- _O que fazer_
1: Liste os abolicionistas negros que o texto sobre o teatro na abolição cita nominalmente como vítimas de apagamento histórico.
2: Prossiga com o texto sobre o teatro na abolição a partir da última frase apresentada.

- _Texto do exercício_

════

Amanhã é 13 de maio, dia da declaração oficial da Abolição da Escravatura no Brasil, o último lugar do mundo a cessar tal prática. É uma data de muita crítica, não apenas pelo apagamento dos abolicionistas negros em prol da princesa Isabel, mas, sobretudo, pela ausência total de qualquer apoio à população recém-liberta. Sabemos que ainda há muito o que caminhar sobre essa questão, pois o Brasil ainda não amadureceu a discussão sobre o abandono, a desumanização e a neoescravidão da população afrodescendente.
O apagamento histórico de feitos de importantes abolicionistas negros como André Rebouças, José do Patrocínio e Luis Gama é algo que Sueli Carneiro chama de epistemicídio, isto é, a morte dos saberes e das contribuições negras à história. E hoje, para fazer frente a esse desconhecimento, quero falar a importância do Teatro, principalmente o Teatro Negro, na abolição da escravidão.
O teatro foi a estratégia usada pelos abolicionistas espanhóis para trazer a discussão à massa. Eles entenderam e usaram o papel pedagógico e semiótico das artes para educar a população e ganhar adeptos à causa. André Rebouças, que circulou pela Europa em 1870, soube das conferências antiescravistas que aconteciam no Theatro de Variedades de Madri, promovidas pela Sociedade Abolicionista Espanhola e, ao retornar, juntou-se a outros abolicionistas brasileiros para promover as “Conferências Emancipadoras” em diferentes teatros do país, entre julho de 1880 e de 1881, totalizando 43 encontros, segundo relatou a socióloga Angela Alonso em seu artigo “A teatralização da política: a propaganda abolicionista”.
Assim, principalmente aos domingos após as missas, o teatro passava a dar forma às expressões abolicionistas. Com ampla divulgação no Gazeta da Tarde, jornal de José do Patrocínio, os encontros atraíam pessoas de diferentes partes da cidade.

════

(Entradas salvas)
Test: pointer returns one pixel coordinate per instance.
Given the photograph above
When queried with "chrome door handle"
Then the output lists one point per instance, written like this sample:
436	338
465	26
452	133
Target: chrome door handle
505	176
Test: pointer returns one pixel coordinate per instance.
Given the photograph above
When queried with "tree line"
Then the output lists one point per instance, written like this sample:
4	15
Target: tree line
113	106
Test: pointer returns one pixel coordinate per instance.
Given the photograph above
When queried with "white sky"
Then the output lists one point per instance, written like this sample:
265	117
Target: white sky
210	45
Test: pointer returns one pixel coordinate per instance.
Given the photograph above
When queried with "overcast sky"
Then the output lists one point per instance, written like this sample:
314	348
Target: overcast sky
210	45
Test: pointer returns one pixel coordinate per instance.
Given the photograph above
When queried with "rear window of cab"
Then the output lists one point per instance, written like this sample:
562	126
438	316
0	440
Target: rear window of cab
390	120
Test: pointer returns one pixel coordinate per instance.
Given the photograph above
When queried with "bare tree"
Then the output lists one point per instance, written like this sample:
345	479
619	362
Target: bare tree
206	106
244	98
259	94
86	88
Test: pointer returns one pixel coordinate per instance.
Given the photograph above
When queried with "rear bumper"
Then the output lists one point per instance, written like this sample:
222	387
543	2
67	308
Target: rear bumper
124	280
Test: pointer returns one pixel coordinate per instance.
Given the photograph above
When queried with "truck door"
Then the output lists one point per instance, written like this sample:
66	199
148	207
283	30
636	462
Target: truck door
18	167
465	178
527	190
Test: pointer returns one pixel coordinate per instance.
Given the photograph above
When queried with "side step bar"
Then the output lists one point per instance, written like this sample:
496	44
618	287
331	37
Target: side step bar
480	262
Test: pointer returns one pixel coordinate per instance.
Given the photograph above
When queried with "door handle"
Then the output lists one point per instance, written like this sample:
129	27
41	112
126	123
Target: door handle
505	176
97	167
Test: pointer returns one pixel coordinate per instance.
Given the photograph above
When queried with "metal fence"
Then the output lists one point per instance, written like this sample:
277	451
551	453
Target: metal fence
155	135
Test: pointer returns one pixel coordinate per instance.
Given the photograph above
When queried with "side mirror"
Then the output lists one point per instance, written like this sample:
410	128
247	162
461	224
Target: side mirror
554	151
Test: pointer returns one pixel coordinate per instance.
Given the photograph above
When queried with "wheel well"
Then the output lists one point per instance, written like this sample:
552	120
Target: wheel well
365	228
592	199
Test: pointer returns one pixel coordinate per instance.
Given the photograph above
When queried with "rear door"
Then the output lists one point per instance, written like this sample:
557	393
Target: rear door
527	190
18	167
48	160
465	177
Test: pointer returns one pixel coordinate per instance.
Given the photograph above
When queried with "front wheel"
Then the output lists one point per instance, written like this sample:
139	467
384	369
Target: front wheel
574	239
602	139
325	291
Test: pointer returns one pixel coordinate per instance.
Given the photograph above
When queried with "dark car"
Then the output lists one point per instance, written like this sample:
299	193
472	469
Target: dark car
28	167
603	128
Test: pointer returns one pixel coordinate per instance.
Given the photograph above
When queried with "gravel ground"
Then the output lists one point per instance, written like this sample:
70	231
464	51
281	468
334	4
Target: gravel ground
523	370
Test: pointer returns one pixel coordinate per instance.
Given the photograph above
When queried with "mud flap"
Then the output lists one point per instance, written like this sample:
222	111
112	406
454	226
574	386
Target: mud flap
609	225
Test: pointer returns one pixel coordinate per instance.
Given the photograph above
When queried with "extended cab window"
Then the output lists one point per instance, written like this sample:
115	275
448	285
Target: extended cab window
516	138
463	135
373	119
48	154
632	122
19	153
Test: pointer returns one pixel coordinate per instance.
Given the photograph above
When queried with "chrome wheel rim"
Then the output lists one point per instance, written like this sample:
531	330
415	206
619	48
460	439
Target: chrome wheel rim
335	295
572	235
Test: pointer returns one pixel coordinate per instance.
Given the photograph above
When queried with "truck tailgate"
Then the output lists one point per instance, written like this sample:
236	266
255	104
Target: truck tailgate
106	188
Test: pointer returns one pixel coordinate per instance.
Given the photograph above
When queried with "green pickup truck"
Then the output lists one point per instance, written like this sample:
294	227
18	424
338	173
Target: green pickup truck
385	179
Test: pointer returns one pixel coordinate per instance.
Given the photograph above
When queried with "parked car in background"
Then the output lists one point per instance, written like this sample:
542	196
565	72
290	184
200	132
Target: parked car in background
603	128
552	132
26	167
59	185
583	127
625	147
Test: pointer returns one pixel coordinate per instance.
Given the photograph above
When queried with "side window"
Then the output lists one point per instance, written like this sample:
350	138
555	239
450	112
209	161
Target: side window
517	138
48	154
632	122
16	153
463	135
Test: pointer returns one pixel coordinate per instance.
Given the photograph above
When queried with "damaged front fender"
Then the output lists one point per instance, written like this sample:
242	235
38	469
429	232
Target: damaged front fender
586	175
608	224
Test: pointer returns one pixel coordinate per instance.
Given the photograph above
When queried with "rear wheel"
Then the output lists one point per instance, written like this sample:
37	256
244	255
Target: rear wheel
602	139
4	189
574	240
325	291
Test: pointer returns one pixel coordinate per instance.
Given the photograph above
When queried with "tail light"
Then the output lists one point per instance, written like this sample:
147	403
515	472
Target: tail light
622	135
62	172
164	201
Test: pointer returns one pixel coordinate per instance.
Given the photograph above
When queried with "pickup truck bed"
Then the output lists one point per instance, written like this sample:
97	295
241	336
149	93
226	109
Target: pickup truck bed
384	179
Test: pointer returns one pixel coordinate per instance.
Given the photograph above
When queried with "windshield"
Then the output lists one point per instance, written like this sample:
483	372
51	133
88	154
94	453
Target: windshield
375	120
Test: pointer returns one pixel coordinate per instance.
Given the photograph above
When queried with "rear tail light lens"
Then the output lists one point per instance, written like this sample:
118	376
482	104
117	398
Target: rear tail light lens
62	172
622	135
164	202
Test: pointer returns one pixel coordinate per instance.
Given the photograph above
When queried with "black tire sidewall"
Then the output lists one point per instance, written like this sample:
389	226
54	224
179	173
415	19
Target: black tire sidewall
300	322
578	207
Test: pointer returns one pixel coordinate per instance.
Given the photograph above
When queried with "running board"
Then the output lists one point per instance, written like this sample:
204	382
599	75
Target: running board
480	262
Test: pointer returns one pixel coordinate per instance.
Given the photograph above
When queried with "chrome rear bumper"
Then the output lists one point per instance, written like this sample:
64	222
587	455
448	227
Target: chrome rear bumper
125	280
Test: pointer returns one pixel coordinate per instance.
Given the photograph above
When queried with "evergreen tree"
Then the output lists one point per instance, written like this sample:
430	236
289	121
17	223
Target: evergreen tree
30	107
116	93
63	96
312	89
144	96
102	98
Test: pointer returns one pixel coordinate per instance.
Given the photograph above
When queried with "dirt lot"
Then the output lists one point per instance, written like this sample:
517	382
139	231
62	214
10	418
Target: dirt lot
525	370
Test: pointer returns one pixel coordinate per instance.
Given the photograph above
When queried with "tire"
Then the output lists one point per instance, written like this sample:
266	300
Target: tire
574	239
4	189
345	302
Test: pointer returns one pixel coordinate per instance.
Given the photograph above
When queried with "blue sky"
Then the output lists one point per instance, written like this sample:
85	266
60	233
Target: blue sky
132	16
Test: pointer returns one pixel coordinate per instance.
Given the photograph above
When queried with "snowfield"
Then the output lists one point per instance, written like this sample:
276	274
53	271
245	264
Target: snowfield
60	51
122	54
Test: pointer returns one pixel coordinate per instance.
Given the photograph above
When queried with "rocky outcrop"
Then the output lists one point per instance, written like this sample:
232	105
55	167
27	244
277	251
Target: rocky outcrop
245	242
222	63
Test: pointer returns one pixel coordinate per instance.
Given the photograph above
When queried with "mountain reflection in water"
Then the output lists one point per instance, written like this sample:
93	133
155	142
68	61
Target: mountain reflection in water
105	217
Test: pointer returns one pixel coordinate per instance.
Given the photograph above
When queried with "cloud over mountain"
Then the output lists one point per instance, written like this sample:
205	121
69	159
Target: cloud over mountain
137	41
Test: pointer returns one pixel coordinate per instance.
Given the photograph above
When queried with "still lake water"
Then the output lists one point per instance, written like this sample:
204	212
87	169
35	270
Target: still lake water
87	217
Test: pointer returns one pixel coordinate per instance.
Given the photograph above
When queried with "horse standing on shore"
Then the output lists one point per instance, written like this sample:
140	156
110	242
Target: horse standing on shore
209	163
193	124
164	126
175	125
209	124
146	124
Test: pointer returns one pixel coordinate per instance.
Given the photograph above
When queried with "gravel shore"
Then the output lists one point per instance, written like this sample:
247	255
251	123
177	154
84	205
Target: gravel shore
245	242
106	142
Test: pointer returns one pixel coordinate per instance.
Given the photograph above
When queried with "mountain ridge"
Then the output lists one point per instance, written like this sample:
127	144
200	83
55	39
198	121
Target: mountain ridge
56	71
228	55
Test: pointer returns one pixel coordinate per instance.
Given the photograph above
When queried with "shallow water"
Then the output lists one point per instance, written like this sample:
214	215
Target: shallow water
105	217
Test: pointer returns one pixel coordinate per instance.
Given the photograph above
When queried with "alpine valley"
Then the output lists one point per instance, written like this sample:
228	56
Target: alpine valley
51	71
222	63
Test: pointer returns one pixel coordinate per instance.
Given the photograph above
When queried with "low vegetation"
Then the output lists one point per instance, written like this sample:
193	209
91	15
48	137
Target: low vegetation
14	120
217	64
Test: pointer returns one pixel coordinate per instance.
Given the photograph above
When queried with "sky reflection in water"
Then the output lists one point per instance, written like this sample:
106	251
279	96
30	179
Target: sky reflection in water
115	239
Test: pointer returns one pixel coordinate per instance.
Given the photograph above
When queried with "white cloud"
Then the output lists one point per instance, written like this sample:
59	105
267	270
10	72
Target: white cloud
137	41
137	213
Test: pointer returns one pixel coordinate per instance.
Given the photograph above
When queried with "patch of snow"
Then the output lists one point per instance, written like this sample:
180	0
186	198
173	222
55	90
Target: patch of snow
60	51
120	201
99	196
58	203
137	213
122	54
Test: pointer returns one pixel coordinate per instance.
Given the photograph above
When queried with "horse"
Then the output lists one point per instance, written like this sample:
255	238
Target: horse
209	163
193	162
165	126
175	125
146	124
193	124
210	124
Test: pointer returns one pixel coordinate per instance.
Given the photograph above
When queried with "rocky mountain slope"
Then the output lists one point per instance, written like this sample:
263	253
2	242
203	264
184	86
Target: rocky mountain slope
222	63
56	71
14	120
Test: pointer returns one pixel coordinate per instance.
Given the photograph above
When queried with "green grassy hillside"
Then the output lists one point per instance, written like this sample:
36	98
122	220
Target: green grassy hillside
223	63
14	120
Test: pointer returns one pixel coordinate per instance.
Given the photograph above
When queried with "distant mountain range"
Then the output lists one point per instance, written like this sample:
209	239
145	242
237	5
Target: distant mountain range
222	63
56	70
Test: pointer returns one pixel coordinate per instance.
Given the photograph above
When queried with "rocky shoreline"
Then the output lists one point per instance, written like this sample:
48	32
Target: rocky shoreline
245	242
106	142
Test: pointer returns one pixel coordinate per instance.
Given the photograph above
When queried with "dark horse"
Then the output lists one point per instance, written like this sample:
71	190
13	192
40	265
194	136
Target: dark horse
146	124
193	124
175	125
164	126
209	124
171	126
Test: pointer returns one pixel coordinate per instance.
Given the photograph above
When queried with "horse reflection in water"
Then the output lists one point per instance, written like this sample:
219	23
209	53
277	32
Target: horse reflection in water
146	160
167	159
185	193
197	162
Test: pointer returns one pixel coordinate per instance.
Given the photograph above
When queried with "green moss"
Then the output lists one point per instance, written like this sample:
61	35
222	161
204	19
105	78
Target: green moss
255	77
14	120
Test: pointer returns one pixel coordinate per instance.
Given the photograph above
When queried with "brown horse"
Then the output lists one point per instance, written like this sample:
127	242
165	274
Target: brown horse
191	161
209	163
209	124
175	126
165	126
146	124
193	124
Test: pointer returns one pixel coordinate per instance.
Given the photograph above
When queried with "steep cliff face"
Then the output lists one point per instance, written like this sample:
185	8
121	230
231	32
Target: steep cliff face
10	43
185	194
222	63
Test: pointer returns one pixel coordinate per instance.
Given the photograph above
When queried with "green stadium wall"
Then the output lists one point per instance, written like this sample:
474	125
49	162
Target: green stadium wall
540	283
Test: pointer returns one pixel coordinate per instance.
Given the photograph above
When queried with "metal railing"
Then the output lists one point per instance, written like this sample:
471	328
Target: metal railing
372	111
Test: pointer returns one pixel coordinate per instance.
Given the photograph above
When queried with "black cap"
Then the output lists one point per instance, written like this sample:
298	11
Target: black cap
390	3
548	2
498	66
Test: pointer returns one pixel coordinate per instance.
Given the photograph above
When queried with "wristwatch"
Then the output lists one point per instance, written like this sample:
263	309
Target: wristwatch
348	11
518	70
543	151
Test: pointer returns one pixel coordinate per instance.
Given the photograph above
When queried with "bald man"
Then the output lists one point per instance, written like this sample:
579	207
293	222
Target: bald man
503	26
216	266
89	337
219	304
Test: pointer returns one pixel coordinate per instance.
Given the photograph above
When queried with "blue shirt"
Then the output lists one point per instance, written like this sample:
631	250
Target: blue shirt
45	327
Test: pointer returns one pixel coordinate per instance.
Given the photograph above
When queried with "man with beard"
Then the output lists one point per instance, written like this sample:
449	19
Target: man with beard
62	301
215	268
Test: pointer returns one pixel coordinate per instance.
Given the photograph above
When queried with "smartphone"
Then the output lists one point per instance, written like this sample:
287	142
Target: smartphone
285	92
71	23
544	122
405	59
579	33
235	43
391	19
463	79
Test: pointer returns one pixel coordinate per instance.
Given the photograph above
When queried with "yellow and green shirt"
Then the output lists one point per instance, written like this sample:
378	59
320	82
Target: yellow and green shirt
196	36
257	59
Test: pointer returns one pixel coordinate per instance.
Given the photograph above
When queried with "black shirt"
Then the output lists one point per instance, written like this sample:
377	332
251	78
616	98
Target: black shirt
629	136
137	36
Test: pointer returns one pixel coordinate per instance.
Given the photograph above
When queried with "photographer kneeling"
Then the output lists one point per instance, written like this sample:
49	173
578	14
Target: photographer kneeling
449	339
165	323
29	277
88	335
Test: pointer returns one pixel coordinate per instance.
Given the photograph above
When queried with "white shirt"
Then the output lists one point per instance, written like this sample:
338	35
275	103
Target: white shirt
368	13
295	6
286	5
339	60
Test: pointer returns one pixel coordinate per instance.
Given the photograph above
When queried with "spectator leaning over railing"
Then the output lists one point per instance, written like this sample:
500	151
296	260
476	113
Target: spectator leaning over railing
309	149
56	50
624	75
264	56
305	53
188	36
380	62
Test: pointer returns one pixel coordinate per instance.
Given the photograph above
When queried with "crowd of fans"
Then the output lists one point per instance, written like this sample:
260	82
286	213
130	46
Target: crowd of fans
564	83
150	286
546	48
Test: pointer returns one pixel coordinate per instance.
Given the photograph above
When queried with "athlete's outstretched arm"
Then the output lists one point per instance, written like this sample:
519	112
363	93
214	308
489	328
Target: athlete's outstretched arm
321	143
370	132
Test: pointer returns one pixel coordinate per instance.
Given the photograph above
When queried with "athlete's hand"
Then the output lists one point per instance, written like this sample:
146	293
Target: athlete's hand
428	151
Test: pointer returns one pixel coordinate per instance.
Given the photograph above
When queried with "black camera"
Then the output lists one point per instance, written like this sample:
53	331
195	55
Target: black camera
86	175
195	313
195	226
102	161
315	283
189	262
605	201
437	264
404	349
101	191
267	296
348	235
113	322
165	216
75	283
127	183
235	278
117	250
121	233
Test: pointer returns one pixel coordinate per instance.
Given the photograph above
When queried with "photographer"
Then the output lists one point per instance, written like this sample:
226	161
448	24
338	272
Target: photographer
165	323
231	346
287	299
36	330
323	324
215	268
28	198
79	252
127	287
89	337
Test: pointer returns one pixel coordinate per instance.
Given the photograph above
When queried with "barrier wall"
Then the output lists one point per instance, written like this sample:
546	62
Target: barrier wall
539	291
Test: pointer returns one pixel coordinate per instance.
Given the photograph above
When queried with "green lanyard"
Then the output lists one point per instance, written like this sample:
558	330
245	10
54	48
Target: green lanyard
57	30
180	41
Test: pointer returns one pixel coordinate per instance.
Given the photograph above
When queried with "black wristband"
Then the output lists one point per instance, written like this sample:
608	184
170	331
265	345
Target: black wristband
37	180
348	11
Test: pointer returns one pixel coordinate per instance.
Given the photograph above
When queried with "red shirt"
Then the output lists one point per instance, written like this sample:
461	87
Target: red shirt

════

- _Respostas em ordem_
1: André Rebouças, José do Patrocínio e Luis Gama.

2:
O teatro era decorado com bandeiras, flores, cortinas, brilhos, escudos e fotos de abolicionistas como Victor Hugo. Com banda e pompa, os abolicionistas subiam solenes à cena agregando dramaticidade ao espetáculo. Com cerca de três horas de duração, as conferências-concertos iniciavam com discursos políticos feitos por Vicente Ferreira de Souza, médico, professor e dramaturgo baiano, ou por José do Patrocínio, farmacêutico, jornalista e escritor. Seguidos ora de concertos e óperas ora de performances cômicas de nomes como o dramaturgo e comediante negro Francisco Correa Vasques, autor de mais de 60 obras cômicas – dentre elas a icônica “Orfeu na Roça”. Havia muita música, com apresentações de quartetos e quintetos de cordas, bandas, canto lírico e até de Chiquinha Gonzaga que apresentou algumas operetas.
O clímax do encontro era o sorteio das manumissões (documento oficial de alforria do escravizado) compradas com o valor arrecadado nas conferências. Sim, eles sorteavam cartas de alforria entre os escravizados que eram conduzidos ao palco para receber sua liberdade seguida do abraço da Igualdade e Fraternidade, levando a plateia ao delírio!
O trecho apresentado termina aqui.